*TEXT PROVIDED*:
..........

# Moving to South Manchester/Stockport?



## EscapeFromStoke (Jun 19, 2012)

This is my first post so welcome all.  As my username suggests, I am planning on moving to Manchester with my other half.  She currently works in South Manchester and I am working in South Cheshire.  We have already begun looking at houses in the South Manchester and Stockport area.  We already ready know that places like Sale, Altrincham, Didsbury are pleasant places to live, but they are a bit on the pricey side.  

We've seen some houses we like in Sharston and also in Redditch in Stockport, but we can't find much information on these places?  Are they nice places to live?

Thanks!


----------



## Part 2 (Jun 24, 2012)

Depends what you're looking for. There's a few similar threads you could look at.

Sharston is Wythenshawe. Once dubbed the largest estate in Europe (along with a few others). There are few facilities in the area, an Asda, a leisure centre, market and the usual pound shops, Iceland, Farmfoods, Cash G etc all around the 'civic'. Not somewhere you'd go drinking or places to eat etc. ime a lot of people from Wythenshawe drink in the surrounding areas, Sale, Timperley, Gatley, Cheadle, Northenden, Didsbury, Altrincham. It's not that well served by public transport at the moment; a taxi from town would be £20. The tram is coming by 2016 and it's close to the motorway network and airport. That sounds shit doesn't it, 'the good things about it are you can get out easy'.

..........

*COLLECTED MATERIAL*:
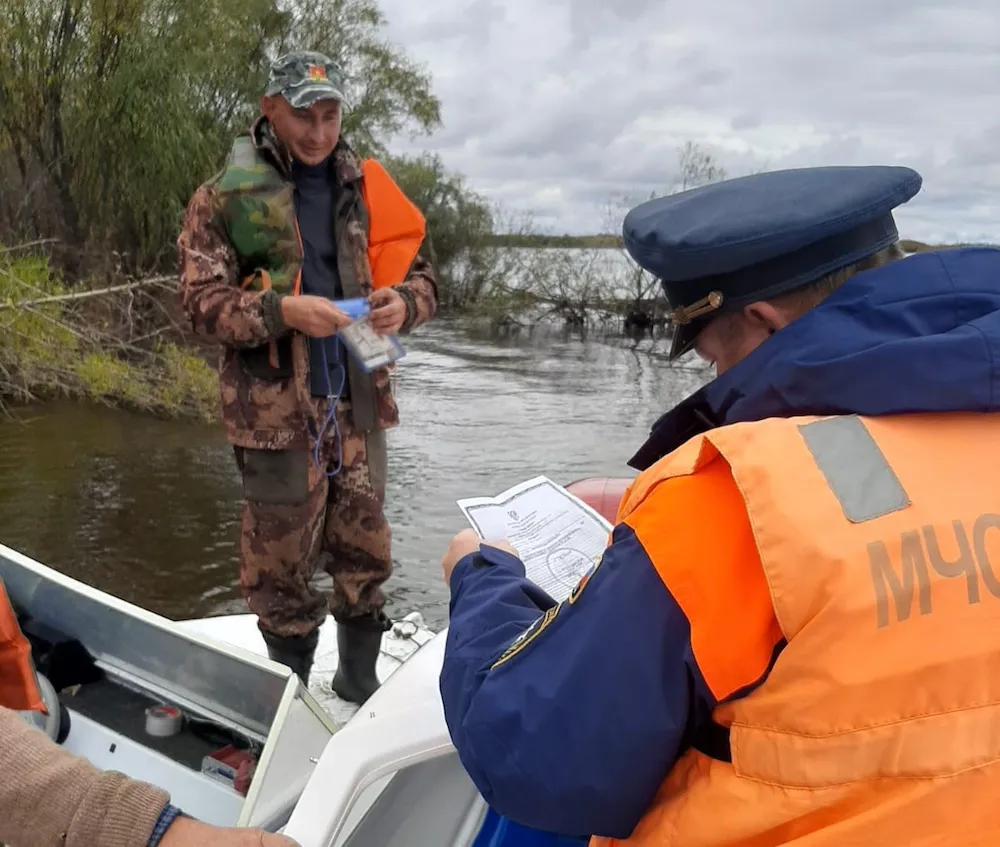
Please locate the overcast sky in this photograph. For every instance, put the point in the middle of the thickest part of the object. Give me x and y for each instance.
(556, 107)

..........

*STATED TASK 1*:
Name every place the forum thread gives as an area where many people from Wythenshawe go drinking.
*STATED TASK 2*:
Rewrite the passage of the forum thread between "## EscapeFromStoke (Jun" and "places to live?", inclusive, with "houses" changed to "homes" throughout.

*WRITTEN RESPONSE 1*:
Sale, Timperley, Gatley, Cheadle, Northenden, Didsbury, Altrincham

*WRITTEN RESPONSE 2*:
## EscapeFromStoke (Jun 19, 2012)

This is my first post so welcome all.  As my username suggests, I am planning on moving to Manchester with my other half.  She currently works in South Manchester and I am working in South Cheshire.  We have already begun looking at homes in the South Manchester and Stockport area.  We already ready know that places like Sale, Altrincham, Didsbury are pleasant places to live, but they are a bit on the pricey side.  

We've seen some homes we like in Sharston and also in Redditch in Stockport, but we can't find much information on these places?  Are they nice places to live?